● ARTICLE:
— BEGIN —
For more information, directions or to book your group, contact the Lake County History Center at 440-639-2945. Parking is free and the building is handicapped accessible. Visit http://lakehistorycenter.org/ for more information.
Welcome to Ohio’s North Pole where Hollywood meets Christmas.
If you enjoy Christmas and you love watching Christmas movies, you need to make a trip to a place known as Believeland! Let this winter deliver a blizzard of fun at two stops. One is A Castle Noel – the world’s largest privately held collection of Christmas movie props and costumes. The other is A Christmas Story House and Museum featuring just about everything from the movie, A Christmas Story.
You can see Uncle Eddie’s lemon of an RV from National Lampoons Christmas Vacation and see Cindy Lou Who’s entire bedroom set from the movie How The Grinch Stole Christmas. There are even millions of dollars-worth of actual New York City Christmas window displays from years past. And everyone already knows you can explore Ralphie’s actual house and neighborhood from the movie A Christmas Story.
This is just the tip of the iceberg.
Start your adventure at A Christmas Story House. The movie was filmed in Cleveland but it portrays a fictional town in Indiana. Cleveland happened to have the perfect neighborhood, a house with a wraparound porch, the old downtown department store, old neighborhood school and other things that met the movie’s scouting team’s criteria to a “T”. The old Higbees building agreed to keep its Christmas look months past the end of the holiday for filming.
Brian Jones bought the house on eBay. Previously, he made leg lamps inspired by the movie. Originally, he did it as a gift to his parents. Then friends. The more he made, the more others wanted them. Since the demand for leg lamps was so strong, he felt the house would also draw interest.
The exterior of the house was remodeled back to how it looked for the movie. Since the interior shots were actually filmed on a sound stage that was bigger than the rooms in the real house, there were challenges to replicate it. Today, it’s like walking through Ralphie’s home – close enough anyway.
The initial tour is 15 minutes (starting every 30 minutes). Afterward, you are encouraged to explore on your own. Most folks go straight to the nostalgic photo ops to reenact the movie’s more memorable scenes. One of the most popular pastimes is to hide under the sink like little Randy. You can imagine the grown men trying to pull this off. And of course, whether inside or outside, posing with that leg in the window is a must.
“It is definitely the most touched leg in Cleveland,” laughed Steve Siedlecki, Executive Director of A Christmas Story House.
The house is full of interactive settings.
Across the street from the house is the museum. There, you’ll find the actual costumes, behind-the-scenes photos and memorabilia galore. You’ll even see Randy’s snow suit.
The gift shop has it all – leg lamps (It’s a major award!), decoder pens, pink bunny suits, even the official Daisy Red Ryder Range Model 1938 Air Rifle BB Gun complete with retro box from A Christmas Story.
— END —
● RECORDS:
— BEGIN —
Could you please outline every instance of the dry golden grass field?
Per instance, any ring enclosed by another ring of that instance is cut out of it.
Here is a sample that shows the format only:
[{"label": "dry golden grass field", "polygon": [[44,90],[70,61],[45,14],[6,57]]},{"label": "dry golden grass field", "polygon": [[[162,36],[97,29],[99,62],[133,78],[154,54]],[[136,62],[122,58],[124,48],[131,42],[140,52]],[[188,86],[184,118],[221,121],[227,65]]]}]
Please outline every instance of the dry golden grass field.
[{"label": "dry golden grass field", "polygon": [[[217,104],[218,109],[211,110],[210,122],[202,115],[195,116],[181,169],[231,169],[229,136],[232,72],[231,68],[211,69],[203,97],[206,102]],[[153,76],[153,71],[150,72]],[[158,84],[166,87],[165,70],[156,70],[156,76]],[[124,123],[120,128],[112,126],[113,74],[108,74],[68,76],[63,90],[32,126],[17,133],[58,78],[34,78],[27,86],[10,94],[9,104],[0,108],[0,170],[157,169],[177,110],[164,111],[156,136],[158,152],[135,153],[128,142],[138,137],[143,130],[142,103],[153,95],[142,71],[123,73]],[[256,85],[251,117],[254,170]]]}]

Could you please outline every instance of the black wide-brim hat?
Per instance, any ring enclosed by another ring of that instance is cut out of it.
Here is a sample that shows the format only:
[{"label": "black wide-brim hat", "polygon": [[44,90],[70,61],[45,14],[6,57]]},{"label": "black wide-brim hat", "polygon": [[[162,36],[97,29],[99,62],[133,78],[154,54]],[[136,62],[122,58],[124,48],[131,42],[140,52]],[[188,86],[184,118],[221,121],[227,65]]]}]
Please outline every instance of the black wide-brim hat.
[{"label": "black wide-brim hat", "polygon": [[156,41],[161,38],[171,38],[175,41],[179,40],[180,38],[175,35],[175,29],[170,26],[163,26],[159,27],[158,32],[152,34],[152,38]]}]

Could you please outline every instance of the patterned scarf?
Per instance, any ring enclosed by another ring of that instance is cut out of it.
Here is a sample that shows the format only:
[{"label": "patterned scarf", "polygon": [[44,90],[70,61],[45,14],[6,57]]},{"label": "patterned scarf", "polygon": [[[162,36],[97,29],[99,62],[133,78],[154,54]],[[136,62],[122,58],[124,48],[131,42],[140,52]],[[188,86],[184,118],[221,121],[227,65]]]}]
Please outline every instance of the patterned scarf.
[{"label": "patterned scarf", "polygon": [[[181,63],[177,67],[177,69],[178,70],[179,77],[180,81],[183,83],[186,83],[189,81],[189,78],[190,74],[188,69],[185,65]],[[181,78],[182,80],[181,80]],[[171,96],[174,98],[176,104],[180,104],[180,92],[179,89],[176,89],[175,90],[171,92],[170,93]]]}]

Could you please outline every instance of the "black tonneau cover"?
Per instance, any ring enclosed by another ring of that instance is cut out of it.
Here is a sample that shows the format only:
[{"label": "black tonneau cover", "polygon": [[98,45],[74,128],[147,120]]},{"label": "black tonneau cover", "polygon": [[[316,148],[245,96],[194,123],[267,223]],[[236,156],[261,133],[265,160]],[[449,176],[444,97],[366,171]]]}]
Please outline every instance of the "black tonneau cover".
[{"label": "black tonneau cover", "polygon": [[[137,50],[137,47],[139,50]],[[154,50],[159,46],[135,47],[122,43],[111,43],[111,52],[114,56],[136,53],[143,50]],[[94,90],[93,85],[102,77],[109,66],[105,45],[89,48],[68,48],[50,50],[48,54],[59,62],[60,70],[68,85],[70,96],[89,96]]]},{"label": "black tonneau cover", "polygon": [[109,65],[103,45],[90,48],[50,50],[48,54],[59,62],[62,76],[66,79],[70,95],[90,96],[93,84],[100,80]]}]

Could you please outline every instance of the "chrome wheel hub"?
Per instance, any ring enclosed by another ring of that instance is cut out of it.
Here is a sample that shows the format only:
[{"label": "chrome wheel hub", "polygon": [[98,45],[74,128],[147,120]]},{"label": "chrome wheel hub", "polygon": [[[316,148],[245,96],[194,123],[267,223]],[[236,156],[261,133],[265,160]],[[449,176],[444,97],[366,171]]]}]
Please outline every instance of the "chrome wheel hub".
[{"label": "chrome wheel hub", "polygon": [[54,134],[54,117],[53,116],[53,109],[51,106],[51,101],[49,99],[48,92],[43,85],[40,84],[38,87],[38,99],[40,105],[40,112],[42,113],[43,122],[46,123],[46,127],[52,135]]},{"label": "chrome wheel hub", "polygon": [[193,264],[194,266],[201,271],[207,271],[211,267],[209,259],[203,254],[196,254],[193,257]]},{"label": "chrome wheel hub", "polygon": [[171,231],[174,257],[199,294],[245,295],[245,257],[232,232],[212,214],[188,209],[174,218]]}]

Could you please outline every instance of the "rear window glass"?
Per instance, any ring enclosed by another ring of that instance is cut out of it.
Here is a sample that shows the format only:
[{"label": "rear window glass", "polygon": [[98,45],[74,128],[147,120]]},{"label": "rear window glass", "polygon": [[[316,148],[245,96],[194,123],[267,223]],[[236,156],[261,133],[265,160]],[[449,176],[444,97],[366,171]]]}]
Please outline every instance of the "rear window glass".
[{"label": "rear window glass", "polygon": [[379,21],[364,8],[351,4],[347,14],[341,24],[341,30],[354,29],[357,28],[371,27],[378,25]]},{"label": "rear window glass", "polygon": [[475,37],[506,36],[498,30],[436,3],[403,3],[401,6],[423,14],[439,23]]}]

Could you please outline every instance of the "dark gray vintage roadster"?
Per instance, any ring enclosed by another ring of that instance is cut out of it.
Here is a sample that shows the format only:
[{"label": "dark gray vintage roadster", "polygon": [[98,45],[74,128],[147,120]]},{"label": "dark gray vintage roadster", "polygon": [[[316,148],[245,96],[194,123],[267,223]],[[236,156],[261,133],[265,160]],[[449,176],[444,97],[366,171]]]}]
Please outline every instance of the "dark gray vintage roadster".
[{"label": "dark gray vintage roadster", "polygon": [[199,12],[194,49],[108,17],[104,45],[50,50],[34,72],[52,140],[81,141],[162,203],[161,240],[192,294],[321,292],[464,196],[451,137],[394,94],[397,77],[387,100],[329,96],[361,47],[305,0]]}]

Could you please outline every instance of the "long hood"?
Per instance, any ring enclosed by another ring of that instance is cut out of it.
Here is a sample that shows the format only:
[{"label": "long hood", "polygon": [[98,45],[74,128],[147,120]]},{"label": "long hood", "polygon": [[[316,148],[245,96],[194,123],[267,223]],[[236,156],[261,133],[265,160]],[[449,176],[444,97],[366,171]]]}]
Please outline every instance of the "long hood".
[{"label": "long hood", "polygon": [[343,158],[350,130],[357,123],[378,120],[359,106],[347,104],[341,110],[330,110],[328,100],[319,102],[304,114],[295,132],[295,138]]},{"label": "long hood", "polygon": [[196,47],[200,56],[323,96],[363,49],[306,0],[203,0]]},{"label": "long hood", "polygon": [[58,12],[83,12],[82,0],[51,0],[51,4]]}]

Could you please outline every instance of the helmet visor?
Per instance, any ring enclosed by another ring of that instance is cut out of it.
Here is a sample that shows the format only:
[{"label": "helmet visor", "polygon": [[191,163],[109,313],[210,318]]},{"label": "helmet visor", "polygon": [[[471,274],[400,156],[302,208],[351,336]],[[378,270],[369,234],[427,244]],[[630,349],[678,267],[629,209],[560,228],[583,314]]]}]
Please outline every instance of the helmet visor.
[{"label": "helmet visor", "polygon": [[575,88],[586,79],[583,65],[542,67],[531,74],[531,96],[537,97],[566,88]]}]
— END —
● GOALS:
1: Say whether each statement agrees with the Christmas attractions article, answering yes or no and quoting the words that decide it. (a) A Christmas Story portrays a town in Indiana. (b) The initial tour of the house lasts 30 minutes. (c) Brian Jones bought the house on eBay.
2: According to the Christmas attractions article, why was it hard to replicate the movie's interior inside the house? Answer in one to three sentences.
3: Pick up the Christmas attractions article after its last sentence and carry it forward.
The entries are separate material from the Christmas attractions article.

● EXERCISE RESPONSES:
1:
(a) Yes: "The movie was filmed in Cleveland but it portrays a fictional town in Indiana."
(b) No: "The initial tour is 15 minutes (starting every 30 minutes)."
(c) Yes: "Brian Jones bought the house on eBay."

2: The interior shots were filmed on a sound stage, not in the house itself. That sound stage was bigger than the rooms in the real house, so the interior could not be copied exactly.

3:
But be careful, “You’ll shoot your eye out!”
Heck there’s even a nearby “official” Chinese restaurant. Bring your ticket stub and get 10 percent off.
One of the many memorable scenes from A Christmas Story is when Ralphie climbs Santa Claus Mountain inside a (Cleveland) department store to tell Santa what he wants for Christmas. But as we all know, Ralphie choked. Just as he began to slide down the giant slide, he stopped, looked up, and spit out his wish. Santa merely said, “You’ll shoot your eye out,” pressed his foot against Ralphie, and “assisted” his descent down Santa Claus Mountain.
Well, slide down to Medina, just south of Cleveland, and recreate that scene on a replica of Santa Claus Mountain inside A Castle Noel.
A Castle Noel is where many famous Hollywood Christmas movie stage sets, costumes and other memorabilia are collected for the public to experience first-hand.
This Christmas wish came true for collector Mark Klaus. And with a name like Klaus, he was destined for the Christmas business along with his wife, Dana.
“My dad was the living image of Clark Griswold’s character in National Lampoon’s A Christmas Vacation and my mom was a Big Band singer who would fill the house with music,” remembers Klaus.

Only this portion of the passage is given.